What is asked.
1 - Translate this sentence from the carpet plant thread into Spanish: "You need a rich substrate and a decent circulation going through them or soon there's going to be algae tangled with them."
2 - Extend the forum thread on aquarium carpet plants, picking up right after its final line.

Page text.
# Looking for a nice carpet plants



## qpixo (Sep 9, 2006)

Since I had bad experience with tenellus, I want to try other carpet plants.
What kind of carpet plant would fit well for a 10gal with medium lights and DiY co2 powerhead injection??

I'd love to have Hemianthus Callitroides but it seems really hard to get some here in Canada.

I'm thinking of: 
Eleocharis parvula (dwarf hairgrass) coz it's easy with any kind of light

what do u guys think??


----------



## Lawrence Lee (Jul 17, 2004)

I've grown HC easily when they're exposed to full sun in soil tanks. However, I've never succeeded growing them in an indoor aquarium (even with high tech T5HO lighting, EI dosing, chillers and CO2 controllers) I think there is something in direct sunlight that the full spectrum lamps cannot match.

E. parvula is easy. You need a rich substrate and a decent circulation going through them or soon there's going to be algae tangled with them. Under medium light and little to no CO2, they will not form a dense lawn, but a sparse grassy field.

Good luck.


----------



## onemyndseye (May 12, 2006)

Eleocharis parvula isnt a bad choice other than its a mulm magnet  ....

Dwarf Sag. grows well in a wide range of conditions (much better for me than E. Tenellus) 

Good Luck!
-Justin
One Mynds Eye


----------



## AaronT (Apr 26, 2004)

It should be easy to find HC in Canada so long as you live near a shop that carries Tropica plants.


----------



## qpixo (Sep 9, 2006)

Rows.
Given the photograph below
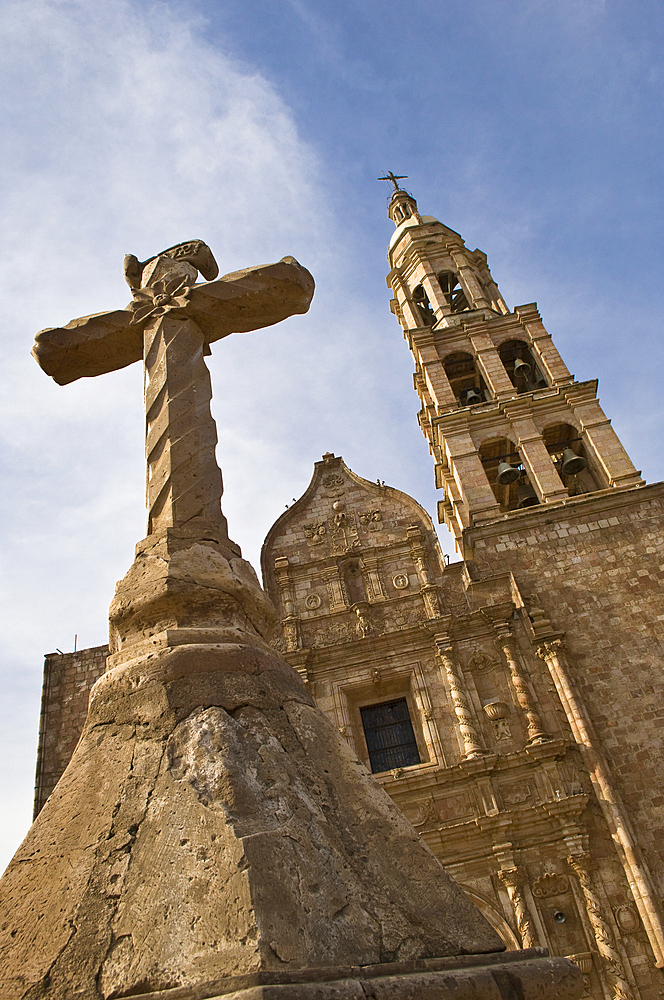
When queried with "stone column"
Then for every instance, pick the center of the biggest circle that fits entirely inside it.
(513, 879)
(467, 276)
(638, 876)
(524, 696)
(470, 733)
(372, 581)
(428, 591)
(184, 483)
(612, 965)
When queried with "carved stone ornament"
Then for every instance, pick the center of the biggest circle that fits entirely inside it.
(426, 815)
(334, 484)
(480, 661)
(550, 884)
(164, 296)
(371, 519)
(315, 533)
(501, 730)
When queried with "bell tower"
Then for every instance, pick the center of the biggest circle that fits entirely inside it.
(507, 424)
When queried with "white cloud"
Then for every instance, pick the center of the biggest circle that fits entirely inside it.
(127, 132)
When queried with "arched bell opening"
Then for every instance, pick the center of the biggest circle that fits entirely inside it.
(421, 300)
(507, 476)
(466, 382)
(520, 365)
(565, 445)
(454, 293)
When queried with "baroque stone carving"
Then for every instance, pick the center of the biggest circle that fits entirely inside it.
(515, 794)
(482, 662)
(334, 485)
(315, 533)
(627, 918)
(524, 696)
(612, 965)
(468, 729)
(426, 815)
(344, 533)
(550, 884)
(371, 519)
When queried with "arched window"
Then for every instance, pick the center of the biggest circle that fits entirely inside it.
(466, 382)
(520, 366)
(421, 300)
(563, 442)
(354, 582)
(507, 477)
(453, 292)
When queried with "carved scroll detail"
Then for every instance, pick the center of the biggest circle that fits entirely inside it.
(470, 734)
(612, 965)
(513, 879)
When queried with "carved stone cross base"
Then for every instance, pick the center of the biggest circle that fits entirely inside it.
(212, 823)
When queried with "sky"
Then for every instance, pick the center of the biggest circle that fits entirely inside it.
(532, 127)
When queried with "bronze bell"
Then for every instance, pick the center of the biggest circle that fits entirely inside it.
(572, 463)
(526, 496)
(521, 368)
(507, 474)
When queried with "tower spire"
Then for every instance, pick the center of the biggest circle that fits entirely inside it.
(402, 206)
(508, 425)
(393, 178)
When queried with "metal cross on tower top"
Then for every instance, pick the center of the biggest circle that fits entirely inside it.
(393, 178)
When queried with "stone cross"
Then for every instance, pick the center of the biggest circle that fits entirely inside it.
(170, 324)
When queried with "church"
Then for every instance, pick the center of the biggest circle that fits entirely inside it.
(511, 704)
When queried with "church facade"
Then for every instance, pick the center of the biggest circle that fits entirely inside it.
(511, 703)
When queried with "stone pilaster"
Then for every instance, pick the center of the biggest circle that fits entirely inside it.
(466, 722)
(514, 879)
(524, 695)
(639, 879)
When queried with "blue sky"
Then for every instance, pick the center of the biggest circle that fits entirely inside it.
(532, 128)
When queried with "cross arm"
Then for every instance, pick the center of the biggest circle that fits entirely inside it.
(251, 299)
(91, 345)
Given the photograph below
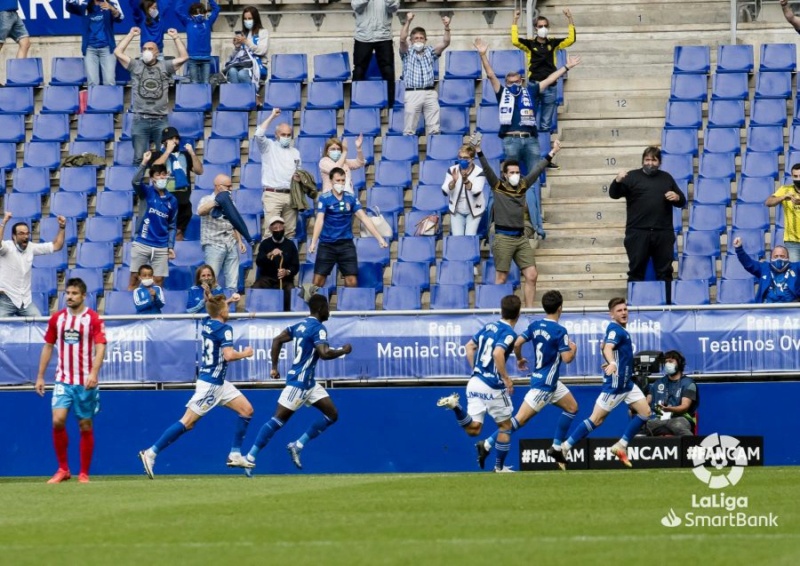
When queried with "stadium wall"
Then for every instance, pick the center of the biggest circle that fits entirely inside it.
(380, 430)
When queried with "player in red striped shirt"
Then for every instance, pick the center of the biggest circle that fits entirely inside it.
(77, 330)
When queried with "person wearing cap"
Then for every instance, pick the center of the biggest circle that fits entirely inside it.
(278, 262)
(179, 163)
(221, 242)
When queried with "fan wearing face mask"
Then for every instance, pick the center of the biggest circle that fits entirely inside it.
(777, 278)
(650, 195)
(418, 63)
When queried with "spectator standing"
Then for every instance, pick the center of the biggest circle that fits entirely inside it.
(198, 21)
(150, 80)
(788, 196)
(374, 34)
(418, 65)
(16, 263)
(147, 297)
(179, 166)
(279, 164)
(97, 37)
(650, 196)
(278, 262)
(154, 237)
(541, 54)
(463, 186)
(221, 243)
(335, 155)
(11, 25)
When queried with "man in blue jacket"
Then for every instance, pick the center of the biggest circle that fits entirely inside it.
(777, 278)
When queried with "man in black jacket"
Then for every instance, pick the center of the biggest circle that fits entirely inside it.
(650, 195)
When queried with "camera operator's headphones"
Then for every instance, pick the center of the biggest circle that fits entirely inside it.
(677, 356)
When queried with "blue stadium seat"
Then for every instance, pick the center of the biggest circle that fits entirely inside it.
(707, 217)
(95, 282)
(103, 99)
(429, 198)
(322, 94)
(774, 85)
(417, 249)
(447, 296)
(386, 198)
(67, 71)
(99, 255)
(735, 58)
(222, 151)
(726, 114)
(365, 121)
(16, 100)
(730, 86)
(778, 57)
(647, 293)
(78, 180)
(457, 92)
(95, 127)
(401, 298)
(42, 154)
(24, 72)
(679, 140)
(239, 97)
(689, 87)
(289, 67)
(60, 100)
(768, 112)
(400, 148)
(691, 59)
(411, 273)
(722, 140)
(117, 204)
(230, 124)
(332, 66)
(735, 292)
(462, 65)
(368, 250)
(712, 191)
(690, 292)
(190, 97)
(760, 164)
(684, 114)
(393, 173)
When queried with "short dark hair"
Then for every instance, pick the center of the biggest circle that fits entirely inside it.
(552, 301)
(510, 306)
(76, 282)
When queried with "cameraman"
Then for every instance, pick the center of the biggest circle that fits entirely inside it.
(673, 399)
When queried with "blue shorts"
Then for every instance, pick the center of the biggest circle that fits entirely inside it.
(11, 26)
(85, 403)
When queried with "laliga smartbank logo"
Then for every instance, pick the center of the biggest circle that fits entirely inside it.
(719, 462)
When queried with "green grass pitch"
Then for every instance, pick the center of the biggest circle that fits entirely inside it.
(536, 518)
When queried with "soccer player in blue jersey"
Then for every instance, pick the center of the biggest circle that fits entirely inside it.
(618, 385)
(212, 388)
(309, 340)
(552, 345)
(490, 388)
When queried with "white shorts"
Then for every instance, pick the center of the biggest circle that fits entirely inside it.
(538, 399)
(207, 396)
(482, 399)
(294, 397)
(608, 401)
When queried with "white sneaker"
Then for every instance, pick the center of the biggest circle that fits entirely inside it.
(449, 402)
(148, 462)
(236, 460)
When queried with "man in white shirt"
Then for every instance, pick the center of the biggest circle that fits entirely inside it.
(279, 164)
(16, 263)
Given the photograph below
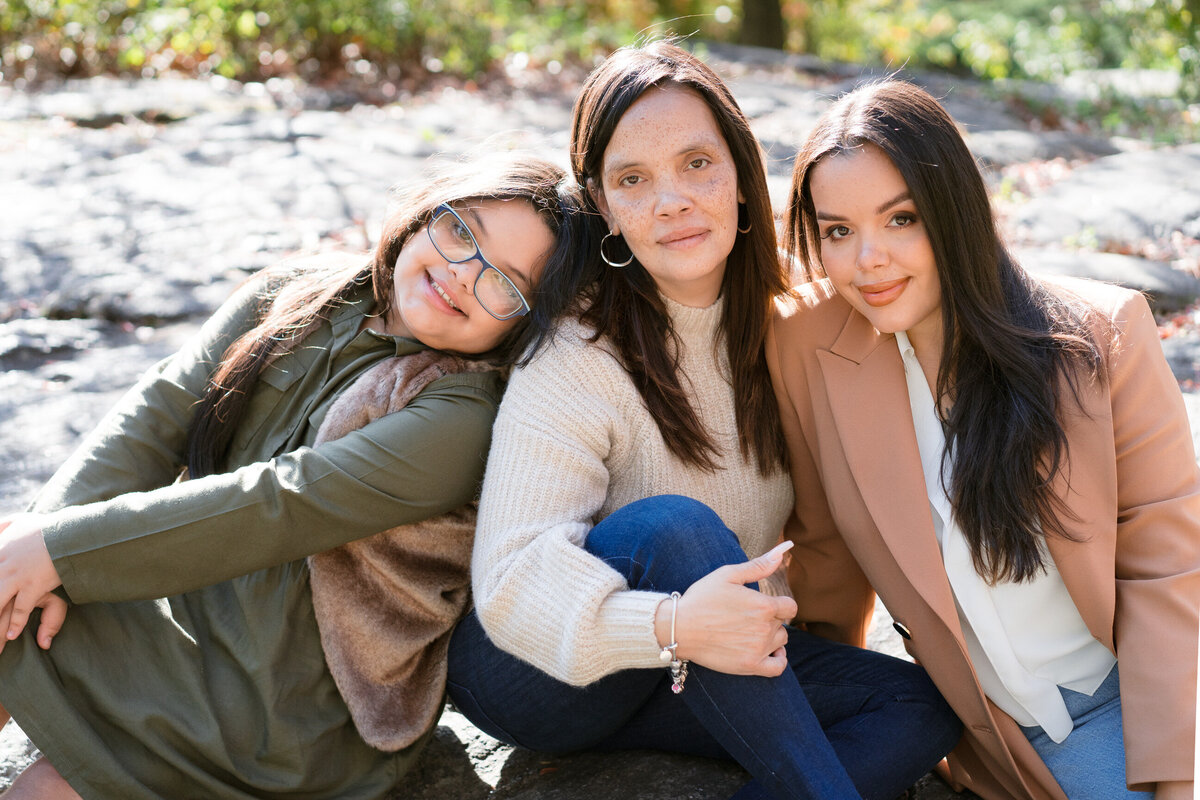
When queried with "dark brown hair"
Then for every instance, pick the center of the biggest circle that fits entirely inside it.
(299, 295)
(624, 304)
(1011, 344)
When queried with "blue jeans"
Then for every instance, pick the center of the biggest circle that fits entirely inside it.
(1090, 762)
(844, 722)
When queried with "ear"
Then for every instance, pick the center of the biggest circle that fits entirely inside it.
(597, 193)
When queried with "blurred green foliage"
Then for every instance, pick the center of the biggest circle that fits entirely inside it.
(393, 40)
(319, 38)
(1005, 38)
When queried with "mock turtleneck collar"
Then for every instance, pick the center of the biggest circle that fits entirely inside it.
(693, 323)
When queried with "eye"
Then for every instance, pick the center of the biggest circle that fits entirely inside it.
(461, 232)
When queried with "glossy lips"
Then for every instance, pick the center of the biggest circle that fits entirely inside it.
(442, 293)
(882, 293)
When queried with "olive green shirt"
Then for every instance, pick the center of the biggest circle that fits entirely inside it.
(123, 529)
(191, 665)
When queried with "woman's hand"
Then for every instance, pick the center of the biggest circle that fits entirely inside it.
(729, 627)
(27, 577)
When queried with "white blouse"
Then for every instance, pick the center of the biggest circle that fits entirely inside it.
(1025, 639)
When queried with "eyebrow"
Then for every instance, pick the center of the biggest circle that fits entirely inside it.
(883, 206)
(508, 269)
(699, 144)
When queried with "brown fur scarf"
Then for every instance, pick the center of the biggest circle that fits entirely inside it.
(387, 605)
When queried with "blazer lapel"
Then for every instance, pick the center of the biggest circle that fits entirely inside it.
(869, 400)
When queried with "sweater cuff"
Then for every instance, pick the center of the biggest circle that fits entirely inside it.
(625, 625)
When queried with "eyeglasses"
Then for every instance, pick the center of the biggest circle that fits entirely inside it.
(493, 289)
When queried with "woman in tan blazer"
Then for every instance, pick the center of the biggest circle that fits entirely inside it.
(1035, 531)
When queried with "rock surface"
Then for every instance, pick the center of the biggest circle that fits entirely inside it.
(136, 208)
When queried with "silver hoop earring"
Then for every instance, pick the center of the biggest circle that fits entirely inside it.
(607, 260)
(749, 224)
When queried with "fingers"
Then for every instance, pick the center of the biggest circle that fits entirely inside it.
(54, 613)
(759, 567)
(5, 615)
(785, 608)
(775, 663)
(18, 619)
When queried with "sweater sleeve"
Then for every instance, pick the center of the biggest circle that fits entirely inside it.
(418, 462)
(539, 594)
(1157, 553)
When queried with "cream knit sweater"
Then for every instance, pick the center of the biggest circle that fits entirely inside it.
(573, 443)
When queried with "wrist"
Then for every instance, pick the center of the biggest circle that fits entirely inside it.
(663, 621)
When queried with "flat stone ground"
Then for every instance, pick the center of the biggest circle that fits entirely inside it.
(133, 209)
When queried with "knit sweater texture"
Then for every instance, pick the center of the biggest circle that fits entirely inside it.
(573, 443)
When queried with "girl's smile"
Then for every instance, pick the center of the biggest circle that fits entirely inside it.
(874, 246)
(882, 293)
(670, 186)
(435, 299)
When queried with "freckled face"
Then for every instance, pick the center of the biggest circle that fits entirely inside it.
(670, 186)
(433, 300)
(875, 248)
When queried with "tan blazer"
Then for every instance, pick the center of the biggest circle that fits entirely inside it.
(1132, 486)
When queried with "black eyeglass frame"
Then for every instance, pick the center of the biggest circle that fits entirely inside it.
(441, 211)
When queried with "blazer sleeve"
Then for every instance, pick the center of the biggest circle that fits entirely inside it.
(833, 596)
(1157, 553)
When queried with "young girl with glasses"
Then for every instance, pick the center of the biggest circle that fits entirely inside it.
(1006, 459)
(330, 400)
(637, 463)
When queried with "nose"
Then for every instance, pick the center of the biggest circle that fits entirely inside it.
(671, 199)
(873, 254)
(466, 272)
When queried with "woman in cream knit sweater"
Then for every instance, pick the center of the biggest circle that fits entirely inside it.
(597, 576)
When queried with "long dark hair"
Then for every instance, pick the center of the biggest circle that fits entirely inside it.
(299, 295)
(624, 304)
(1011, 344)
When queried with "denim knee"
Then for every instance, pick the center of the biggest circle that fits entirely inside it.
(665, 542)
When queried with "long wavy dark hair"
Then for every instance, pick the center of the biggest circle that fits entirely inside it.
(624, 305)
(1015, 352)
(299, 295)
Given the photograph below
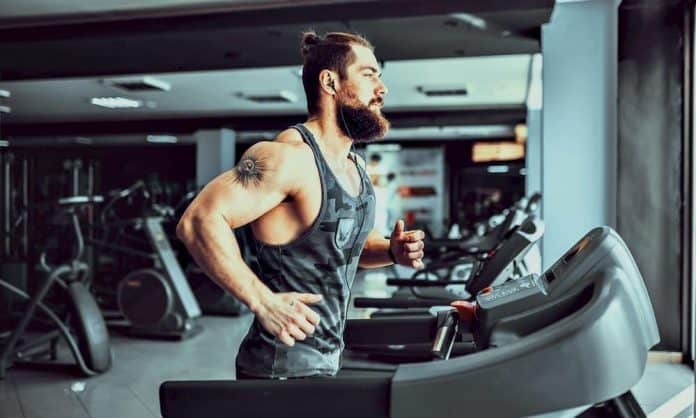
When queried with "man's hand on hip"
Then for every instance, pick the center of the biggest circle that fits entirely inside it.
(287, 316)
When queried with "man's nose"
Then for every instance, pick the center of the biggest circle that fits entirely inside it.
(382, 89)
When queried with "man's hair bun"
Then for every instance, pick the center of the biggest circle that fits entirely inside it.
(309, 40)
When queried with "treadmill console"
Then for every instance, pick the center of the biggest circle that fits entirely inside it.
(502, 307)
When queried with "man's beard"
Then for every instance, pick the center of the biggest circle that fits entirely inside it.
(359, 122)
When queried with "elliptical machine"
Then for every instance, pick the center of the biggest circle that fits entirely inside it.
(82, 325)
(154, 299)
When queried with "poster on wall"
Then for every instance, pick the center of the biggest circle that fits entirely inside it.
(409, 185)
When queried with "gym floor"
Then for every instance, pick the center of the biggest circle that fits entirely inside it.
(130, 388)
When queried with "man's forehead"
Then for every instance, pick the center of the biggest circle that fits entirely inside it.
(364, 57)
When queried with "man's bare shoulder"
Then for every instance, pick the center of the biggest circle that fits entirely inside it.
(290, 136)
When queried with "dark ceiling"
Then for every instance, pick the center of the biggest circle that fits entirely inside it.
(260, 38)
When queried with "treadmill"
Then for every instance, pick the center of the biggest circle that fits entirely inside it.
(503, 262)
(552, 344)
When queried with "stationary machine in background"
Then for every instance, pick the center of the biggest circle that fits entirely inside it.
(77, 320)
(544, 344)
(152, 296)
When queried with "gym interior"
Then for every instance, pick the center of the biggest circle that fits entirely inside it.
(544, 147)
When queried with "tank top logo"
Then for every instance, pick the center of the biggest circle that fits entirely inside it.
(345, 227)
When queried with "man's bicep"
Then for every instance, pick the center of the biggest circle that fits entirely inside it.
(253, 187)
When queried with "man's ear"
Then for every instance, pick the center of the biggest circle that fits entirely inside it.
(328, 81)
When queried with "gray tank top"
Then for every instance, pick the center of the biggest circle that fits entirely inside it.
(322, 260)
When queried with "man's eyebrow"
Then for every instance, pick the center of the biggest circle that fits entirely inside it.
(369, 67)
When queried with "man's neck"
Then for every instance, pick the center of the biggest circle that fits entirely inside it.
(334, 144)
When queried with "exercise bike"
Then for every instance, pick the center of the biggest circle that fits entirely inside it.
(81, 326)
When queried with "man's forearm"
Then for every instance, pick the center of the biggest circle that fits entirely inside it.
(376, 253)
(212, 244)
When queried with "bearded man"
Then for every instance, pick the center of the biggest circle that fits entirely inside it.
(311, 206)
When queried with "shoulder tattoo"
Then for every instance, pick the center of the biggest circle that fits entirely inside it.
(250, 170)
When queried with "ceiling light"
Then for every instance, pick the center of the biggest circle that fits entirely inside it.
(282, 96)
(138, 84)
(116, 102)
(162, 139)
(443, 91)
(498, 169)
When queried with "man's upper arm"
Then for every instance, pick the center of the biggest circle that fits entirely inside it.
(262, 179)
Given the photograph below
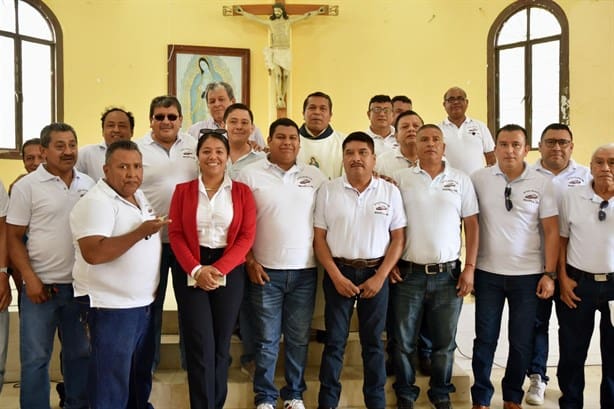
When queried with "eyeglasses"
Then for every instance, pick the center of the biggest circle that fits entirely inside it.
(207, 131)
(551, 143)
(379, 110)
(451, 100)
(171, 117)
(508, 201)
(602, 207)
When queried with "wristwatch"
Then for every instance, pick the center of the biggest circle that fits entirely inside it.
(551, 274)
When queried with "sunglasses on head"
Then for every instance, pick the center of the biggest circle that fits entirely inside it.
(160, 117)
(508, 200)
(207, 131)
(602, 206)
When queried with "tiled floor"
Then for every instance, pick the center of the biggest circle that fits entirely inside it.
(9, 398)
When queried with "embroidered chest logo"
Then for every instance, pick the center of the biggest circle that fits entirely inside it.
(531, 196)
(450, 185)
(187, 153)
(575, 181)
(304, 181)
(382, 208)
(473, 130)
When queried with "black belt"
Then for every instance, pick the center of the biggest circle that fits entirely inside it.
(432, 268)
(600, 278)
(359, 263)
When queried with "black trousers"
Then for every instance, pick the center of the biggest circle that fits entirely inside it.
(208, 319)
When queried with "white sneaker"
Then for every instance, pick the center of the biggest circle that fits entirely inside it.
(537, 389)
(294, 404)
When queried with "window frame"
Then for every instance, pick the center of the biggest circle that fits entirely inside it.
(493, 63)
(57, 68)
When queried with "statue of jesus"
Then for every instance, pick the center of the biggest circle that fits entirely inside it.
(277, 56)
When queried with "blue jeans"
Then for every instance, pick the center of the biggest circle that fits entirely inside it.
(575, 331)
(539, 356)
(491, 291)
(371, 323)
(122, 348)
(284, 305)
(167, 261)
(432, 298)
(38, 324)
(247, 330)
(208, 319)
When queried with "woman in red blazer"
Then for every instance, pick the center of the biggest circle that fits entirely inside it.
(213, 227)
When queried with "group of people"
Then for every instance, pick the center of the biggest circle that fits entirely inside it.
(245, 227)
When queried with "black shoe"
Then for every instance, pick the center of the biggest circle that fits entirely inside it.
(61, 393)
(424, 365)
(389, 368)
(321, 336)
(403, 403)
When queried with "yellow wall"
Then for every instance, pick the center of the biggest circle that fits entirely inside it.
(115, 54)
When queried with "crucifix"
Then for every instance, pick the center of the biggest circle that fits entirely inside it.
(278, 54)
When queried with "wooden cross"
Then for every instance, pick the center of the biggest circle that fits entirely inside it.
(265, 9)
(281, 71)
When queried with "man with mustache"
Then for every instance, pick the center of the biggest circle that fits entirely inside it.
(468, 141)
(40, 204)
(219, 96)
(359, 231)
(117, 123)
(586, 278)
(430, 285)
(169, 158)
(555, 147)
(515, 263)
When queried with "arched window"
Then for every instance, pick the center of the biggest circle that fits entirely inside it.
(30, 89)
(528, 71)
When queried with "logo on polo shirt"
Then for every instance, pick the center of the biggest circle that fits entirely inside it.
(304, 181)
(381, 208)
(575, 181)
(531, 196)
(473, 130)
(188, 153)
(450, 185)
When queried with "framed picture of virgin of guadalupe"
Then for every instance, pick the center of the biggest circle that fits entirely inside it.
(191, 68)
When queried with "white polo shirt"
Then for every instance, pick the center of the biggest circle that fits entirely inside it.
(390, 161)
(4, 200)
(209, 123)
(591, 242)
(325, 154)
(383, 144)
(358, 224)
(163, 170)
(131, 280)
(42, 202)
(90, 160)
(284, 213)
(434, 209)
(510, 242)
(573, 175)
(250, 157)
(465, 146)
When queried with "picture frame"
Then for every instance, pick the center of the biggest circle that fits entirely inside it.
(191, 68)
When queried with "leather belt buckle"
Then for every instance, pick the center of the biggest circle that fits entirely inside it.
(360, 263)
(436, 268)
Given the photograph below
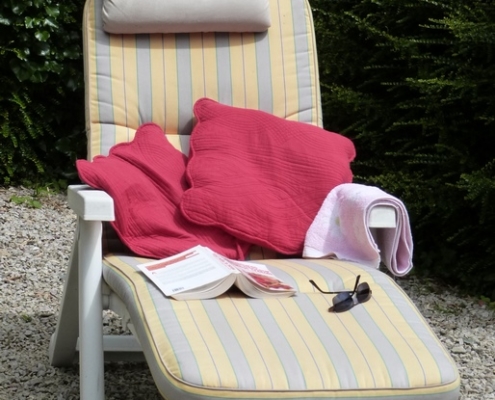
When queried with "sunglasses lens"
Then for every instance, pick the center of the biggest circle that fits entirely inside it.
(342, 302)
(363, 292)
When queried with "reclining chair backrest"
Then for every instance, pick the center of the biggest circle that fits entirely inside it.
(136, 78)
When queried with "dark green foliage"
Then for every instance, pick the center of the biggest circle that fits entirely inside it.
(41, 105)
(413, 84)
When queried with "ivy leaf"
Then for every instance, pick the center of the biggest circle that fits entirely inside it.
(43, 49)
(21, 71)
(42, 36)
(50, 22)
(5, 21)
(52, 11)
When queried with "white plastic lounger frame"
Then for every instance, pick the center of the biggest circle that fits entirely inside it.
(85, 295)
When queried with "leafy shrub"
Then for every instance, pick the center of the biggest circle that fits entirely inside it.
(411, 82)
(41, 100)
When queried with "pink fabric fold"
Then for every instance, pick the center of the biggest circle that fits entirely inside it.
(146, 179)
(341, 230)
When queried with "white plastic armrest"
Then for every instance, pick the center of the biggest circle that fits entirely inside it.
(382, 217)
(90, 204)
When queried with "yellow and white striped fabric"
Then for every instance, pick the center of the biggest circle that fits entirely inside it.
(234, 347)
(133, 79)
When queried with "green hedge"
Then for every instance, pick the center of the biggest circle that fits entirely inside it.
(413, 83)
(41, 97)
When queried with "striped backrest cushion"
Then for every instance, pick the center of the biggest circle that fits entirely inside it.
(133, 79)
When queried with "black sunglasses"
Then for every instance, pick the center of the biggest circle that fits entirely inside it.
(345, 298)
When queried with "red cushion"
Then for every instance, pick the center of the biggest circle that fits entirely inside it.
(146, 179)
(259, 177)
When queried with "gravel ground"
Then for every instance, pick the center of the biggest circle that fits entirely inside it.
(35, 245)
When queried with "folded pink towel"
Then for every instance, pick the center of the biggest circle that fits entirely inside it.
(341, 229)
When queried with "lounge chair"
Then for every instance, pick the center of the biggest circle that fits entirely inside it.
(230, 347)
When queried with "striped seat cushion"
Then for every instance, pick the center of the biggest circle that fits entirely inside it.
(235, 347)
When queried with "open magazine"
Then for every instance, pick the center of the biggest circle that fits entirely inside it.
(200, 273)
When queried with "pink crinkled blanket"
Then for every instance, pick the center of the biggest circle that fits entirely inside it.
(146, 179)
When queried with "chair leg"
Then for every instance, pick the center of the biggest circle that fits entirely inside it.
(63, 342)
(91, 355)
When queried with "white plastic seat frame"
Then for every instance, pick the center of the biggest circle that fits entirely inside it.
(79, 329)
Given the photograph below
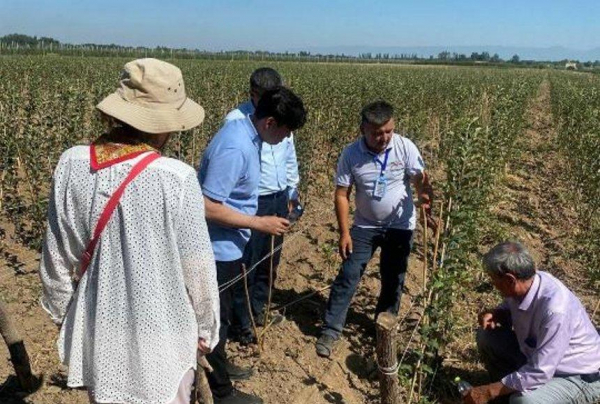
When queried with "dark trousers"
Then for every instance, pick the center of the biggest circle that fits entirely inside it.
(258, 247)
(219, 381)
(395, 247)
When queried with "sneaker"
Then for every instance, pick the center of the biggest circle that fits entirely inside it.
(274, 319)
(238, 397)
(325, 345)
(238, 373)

Task-by-task answers.
1 - Necesitas un sustrato rico y una buena circulación que pase a través de ellas, o pronto habrá algas enredadas con ellas.

2 -
AaronT: 
I've tried to order last time HC at my LFS but they only got Hemianthus Micranthoides which I only brought at home. I asked them once again to order HC. Hopefully this time I'll get it. If I still can't, I think dwarf hairgrass will be my second choice. I'm just wonderring It's that possible to trim that kind of plant?

On the other hand, does HC would react well for my kinda of light and setup??

btw, my CO2 is usually around 23ppm. Most of my plants pearl really well around this amount of co2. Anubias pearl like crazy though...


----------



## AaronT (Apr 26, 2004)

Both HC and hairgrass can be mowed down with scissors and will grow back without having to uproot them and replant them.

The HC should do fine in a medium light setup. I hope your LFS can get some for you.


----------



## qpixo (Sep 9, 2006)

onemyndseye:
What happened with tenellus?
I guess I'm not the only one who actually dislike tenellus. actually what makes me think of this plant is : :axe:


----------



## qpixo (Sep 9, 2006)

AaronT:

ooh sweeEEeTt!! eace: 
I'm wonderring if HC can form a dense lawn for my kind of setup???

What kind of tank do u have? any pics of it?


----------



## AaronT (Apr 26, 2004)

I have about 10 different tanks. I have a journal going here about a soil tank I setup recently.

I think the HC should form a nice mat for you.


----------



## qpixo (Sep 9, 2006)

10 different tanks? WoW! that's a lot of maintain though
what's url of u journal?

I only have 2 tanks for now on but I might get another one sooner or later.


----------



## AaronT (Apr 26, 2004)

Look in this same forum "El Natural" and you'll find a thread called El Natural w/ a Twist.


----------



## onemyndseye (May 12, 2006)

Well....My E. tenellus was planted in a Soil/Onyx sand subtrate and did VERY VERY well at first.. but it seemed as the sand got more compacted it started choking out the Tennelus to the point that I just removed it.

Good Luck,
-Justin
One Mynds Eye


----------



## qpixo (Sep 9, 2006)

onemyndseye:
I just don't like the way they turn to red, mine didn't get well. 
do u get nice dense carpet though?


----------



## onemyndseye (May 12, 2006)

on yeah... it spread very quickly at first producing long "chains" (runners) of plantlets. 1/2 my 30 was carpeted with it...the other dwarf sag.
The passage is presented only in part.